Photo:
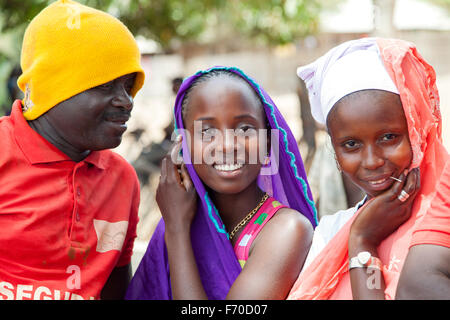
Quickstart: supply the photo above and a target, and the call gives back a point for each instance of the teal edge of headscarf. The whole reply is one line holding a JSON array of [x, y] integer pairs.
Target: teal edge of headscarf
[[285, 140]]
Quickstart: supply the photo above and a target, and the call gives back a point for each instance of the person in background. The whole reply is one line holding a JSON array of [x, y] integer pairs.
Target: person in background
[[68, 205]]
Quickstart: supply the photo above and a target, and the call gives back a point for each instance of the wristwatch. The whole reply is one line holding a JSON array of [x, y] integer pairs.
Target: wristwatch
[[364, 259]]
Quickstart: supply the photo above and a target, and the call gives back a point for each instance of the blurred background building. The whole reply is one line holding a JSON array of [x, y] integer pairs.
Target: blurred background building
[[266, 39]]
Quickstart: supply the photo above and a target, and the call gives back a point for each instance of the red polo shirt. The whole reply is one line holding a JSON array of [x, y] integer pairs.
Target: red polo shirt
[[64, 225]]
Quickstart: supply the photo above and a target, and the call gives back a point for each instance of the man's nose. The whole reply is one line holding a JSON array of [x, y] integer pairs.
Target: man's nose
[[122, 98]]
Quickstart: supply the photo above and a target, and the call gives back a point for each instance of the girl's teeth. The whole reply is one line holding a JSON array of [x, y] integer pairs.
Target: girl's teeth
[[377, 182], [227, 167]]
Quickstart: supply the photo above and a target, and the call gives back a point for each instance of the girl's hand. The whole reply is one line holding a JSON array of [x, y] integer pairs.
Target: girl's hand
[[176, 195], [385, 213]]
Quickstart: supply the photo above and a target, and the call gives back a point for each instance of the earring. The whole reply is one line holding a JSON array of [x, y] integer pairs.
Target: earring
[[337, 164], [267, 160]]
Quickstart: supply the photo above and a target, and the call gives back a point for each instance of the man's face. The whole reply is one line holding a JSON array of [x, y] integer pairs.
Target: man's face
[[94, 119]]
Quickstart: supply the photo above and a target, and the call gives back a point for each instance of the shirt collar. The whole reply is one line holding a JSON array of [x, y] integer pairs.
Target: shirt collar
[[37, 149]]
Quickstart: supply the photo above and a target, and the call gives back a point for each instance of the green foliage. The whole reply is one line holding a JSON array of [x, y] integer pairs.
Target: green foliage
[[267, 21]]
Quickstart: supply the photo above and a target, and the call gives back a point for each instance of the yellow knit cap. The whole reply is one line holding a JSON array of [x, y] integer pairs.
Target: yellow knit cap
[[69, 48]]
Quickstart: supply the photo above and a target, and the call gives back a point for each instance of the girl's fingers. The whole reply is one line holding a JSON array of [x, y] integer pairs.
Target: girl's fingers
[[163, 168], [411, 187], [187, 182], [411, 182], [175, 150]]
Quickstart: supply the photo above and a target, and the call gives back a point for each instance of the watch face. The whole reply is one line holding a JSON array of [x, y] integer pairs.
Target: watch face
[[364, 257]]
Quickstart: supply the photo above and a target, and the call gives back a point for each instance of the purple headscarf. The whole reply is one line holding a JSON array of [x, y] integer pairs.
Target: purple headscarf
[[216, 260]]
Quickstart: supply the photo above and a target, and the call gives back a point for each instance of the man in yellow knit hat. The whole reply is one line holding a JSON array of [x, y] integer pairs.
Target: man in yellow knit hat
[[69, 206]]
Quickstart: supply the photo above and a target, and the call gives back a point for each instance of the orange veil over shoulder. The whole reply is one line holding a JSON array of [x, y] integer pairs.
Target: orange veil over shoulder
[[327, 277]]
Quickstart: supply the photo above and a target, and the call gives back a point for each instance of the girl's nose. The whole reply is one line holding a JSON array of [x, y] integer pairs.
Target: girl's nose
[[372, 158]]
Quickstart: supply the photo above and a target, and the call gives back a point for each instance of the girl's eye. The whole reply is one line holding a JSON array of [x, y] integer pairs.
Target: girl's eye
[[208, 133], [388, 137], [350, 144], [245, 130]]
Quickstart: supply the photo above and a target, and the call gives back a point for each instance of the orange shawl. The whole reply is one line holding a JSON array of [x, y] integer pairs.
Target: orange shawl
[[327, 277]]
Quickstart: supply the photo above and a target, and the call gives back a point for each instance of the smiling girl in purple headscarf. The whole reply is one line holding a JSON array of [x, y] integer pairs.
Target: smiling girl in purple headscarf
[[239, 228]]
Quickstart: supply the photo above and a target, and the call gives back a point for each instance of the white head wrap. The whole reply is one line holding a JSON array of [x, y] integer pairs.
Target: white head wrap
[[352, 66]]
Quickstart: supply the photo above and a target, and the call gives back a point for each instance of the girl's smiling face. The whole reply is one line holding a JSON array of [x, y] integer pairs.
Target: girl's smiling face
[[223, 117], [369, 134]]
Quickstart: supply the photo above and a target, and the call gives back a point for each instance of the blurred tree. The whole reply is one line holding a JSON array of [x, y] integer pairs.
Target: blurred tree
[[177, 21]]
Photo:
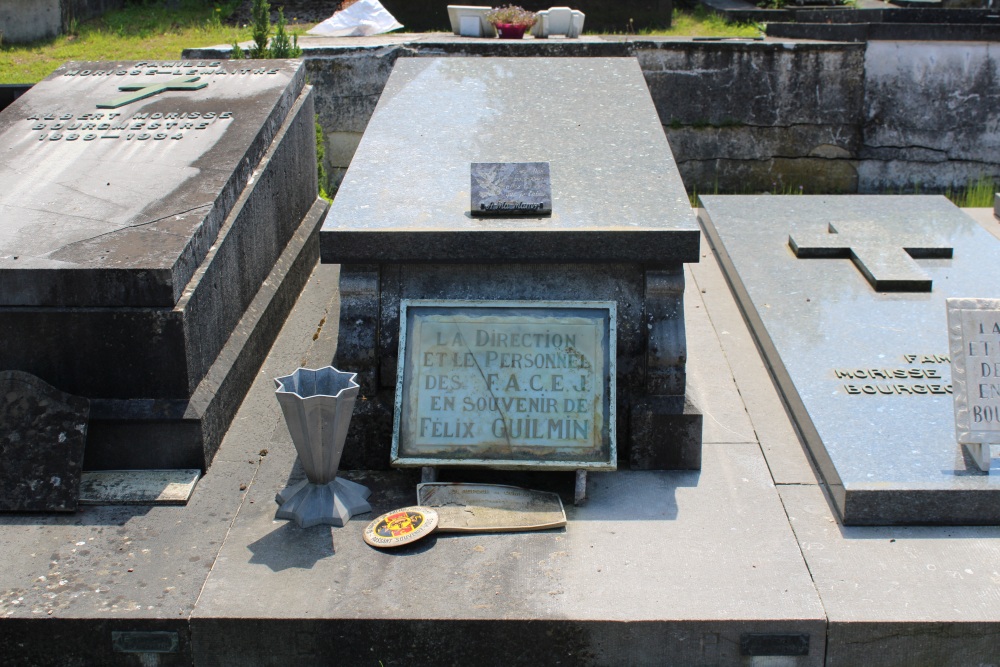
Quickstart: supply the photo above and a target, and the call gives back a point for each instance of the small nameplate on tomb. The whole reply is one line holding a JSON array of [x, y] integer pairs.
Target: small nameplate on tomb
[[511, 188], [506, 384], [974, 341]]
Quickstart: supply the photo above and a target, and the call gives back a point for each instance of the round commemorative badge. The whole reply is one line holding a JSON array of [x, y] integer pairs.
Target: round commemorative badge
[[401, 526]]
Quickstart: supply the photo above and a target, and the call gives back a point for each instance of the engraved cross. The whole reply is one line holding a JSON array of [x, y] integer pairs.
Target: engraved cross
[[142, 92], [884, 257]]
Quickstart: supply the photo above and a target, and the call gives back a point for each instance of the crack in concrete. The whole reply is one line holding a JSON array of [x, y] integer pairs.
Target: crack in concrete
[[143, 224]]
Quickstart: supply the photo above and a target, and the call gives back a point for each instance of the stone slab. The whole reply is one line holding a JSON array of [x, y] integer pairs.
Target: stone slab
[[507, 384], [165, 333], [447, 112], [571, 582], [138, 487], [888, 458], [43, 432], [99, 216]]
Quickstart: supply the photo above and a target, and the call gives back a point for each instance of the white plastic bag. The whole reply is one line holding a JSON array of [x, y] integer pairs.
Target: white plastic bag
[[364, 17]]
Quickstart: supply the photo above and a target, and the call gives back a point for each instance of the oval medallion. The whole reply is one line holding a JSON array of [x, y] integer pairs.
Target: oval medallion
[[401, 526]]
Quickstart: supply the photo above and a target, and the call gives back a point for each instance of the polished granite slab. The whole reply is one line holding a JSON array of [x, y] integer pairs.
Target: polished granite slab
[[865, 373], [406, 196]]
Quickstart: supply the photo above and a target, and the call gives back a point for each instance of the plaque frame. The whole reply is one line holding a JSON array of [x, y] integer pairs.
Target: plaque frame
[[600, 454]]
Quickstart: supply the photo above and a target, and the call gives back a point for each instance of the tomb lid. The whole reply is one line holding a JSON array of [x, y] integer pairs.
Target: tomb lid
[[115, 177], [616, 192], [865, 371]]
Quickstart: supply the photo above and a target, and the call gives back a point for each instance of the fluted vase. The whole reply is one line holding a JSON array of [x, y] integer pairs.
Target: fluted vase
[[317, 405]]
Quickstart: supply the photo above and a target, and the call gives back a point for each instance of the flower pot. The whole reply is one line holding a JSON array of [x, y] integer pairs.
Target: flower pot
[[317, 405], [510, 31]]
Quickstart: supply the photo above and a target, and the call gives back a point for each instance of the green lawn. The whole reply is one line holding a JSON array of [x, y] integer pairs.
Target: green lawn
[[138, 32], [149, 31]]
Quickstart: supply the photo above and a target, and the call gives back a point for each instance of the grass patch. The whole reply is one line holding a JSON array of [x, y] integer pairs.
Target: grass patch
[[700, 22], [141, 31], [977, 194], [147, 30]]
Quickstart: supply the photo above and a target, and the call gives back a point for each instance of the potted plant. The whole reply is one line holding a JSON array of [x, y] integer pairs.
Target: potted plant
[[511, 21]]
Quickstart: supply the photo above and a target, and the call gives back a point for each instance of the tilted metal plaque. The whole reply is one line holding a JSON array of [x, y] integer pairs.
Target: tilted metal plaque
[[491, 508], [511, 188], [506, 384]]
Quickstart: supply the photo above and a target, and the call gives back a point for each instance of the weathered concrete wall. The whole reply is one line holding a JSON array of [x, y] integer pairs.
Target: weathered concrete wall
[[601, 15], [743, 116], [30, 20], [931, 113]]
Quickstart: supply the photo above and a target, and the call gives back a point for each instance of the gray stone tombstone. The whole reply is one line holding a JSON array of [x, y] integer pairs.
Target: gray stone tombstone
[[974, 339], [159, 219], [43, 432], [620, 229], [865, 372]]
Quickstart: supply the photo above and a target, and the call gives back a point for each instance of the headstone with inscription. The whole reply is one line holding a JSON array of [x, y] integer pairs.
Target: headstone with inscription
[[974, 337], [858, 341], [506, 384], [466, 190], [157, 220], [42, 435]]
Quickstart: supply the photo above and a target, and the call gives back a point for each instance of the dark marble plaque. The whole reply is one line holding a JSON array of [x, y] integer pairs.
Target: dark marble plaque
[[865, 372], [506, 384], [511, 188], [42, 435]]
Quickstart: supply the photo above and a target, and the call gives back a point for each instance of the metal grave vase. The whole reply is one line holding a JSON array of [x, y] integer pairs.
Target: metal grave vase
[[317, 405]]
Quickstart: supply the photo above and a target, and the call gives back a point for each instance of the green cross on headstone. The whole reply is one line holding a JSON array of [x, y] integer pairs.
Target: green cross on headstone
[[142, 92]]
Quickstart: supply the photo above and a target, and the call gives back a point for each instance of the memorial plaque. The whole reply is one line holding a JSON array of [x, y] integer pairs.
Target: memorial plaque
[[511, 188], [491, 508], [974, 337], [157, 223], [506, 384]]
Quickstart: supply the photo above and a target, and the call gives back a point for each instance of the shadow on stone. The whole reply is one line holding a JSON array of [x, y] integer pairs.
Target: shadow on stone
[[289, 546]]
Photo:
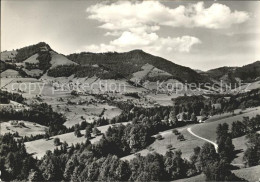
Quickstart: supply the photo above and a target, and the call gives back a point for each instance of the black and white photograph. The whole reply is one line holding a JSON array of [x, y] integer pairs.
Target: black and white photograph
[[130, 90]]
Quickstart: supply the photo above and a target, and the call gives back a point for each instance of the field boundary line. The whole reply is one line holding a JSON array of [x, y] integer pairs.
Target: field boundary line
[[209, 141]]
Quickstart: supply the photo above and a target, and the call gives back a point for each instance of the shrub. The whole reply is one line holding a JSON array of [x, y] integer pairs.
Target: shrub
[[159, 137]]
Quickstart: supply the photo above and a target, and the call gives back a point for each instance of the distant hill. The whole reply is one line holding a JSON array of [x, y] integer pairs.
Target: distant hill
[[128, 63], [248, 72]]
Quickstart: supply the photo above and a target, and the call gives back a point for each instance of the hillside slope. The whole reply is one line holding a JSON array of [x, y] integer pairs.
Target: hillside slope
[[128, 63]]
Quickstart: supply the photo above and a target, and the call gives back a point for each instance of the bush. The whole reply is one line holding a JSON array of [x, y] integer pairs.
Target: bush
[[181, 137], [56, 141]]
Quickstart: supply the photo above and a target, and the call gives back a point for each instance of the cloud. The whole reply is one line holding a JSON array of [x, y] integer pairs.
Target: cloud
[[125, 15]]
* * * * * * *
▸ The exercise
Retype verbatim every line of the records from the one containing "of the field" down to the one containing "[[128, 63]]", including both of those lines.

▸ Exercise answer
Quickstart: supply the photo above and a target, and the call gives back a point for each instance of the field boundary line. The whole reply is one line holding a JSON array of [x, y] integer pairs.
Target: field boundary line
[[209, 141]]
Quickstart: supply the photo above and a target, and the call gives back a point for each instance of the shrub. The whole reply is one line holding a JSON array of [x, y] integer pairs.
Target: shrub
[[159, 137]]
Quickstart: supply the photo above and a target, and the call gives back a point for each instance of the distant hill. The whole reply is one line holding a JSON array of [x, y] integer pairs.
Target: distant hill
[[128, 63], [248, 72]]
Quickstart: supply the photo above and a target, and the call gives back a point for each instance of the hillside slope. The whole reply is one line holding a JSON array of [x, y] integer pairs.
Target: hillside slope
[[128, 63]]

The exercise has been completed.